» **WORK REQUIRED**:
Copy the listing verbatim, excluding any images found in it.

%%

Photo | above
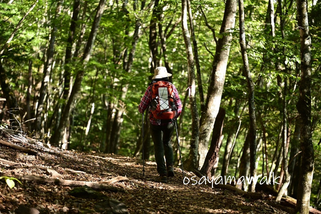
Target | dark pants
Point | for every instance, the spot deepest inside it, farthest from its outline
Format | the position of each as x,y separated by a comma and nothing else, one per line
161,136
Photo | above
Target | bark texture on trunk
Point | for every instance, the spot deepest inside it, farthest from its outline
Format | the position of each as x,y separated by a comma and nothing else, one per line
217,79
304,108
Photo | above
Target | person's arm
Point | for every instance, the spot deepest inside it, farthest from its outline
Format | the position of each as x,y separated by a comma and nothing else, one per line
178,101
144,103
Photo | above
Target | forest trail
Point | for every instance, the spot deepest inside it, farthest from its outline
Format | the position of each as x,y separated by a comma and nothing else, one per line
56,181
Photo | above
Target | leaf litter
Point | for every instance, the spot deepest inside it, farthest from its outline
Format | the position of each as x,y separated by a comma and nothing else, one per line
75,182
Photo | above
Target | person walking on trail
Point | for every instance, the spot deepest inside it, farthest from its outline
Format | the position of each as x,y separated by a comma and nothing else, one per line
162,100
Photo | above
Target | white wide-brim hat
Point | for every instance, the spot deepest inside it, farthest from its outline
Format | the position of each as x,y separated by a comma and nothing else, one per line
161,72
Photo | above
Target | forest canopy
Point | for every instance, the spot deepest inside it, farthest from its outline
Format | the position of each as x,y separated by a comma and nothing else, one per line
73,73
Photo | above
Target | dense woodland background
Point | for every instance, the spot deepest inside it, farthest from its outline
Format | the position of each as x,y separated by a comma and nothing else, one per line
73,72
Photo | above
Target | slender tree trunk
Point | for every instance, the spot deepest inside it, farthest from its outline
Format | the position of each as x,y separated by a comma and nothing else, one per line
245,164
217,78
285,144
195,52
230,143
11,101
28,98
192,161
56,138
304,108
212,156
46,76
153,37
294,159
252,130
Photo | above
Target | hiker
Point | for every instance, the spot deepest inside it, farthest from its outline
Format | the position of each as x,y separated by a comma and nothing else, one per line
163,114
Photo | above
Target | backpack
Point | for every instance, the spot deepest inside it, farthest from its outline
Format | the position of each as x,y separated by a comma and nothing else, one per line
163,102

%%

» **SOLUTION TO THE PROBLEM**:
Photo | above
Target | dark pants
Point | for every instance, the spot deepest inside it, farthest from its outline
Format | the position of each as x,y separated by a comma and nothing else, one per line
161,136
Photo | above
Target | bark texture on trunk
Point | for every instance, the spot deepest inside it, farthest from its outline
Format | the position of each as x,y separated by a comma and nothing else, one per line
217,79
304,108
Photo | above
Target | person's arm
Point | for every instance, the spot deepest inside it, farthest from its outline
Format | the position of each as x,y separated by a comma and nothing else, one per line
178,101
144,103
Photo | above
Target | forest trail
Point | for every instance, the spot deepest inside it, farthest from its outline
Format | the position of each as x,y separated by a comma and nothing else, one per line
56,181
Photo | above
Target | leaf litter
Point | for every instance, the spot deepest inside it, farthest from its outline
Format | the position of each as x,y separated by a comma and nothing else, one per line
75,182
Photo | above
Target | person walking on trail
Point | for every instance, the spot deepest inside it, farthest from its outline
Format | the position of each as x,y separated by a comma and nothing else, one per line
162,100
Photo | above
Target | white wide-brim hat
Point | for every instance, the spot deepest inside it, farthest from its outline
Format | the position of each as x,y separated by a comma and nothing else, one per line
161,72
Photo | above
Target | forest canopy
Point | for every instance, the spot deepest inside it, farthest from its outline
Format | the position of each as x,y separated by a comma and nothing else, one per line
73,73
Photo | above
Target | dense woodland background
Point | for every instance, the spot deepest inside it, farthest from its outline
Format | the position of each as x,y separated by a comma and nothing else, one per line
73,72
Photo | above
Target | slender tree trunk
Point | for every instance, the spot deepest inside it, farthest from its outline
Format | the position of each as x,y separated by a comma and nothing else, one per line
245,164
217,78
285,144
195,52
230,143
11,101
28,98
192,161
56,138
304,108
212,156
46,76
153,37
294,159
252,130
Photo | above
Target | hiker
Point | for every instance, the spot deepest inside it, farthest from its outline
Format | the position of each as x,y separated by a comma and nothing else, one per line
163,114
Photo | above
Target | backpack
Point | for every instance, the spot deepest inside it, farthest from its outline
Format | the position of each as x,y separated by a comma and nothing else, one per line
163,102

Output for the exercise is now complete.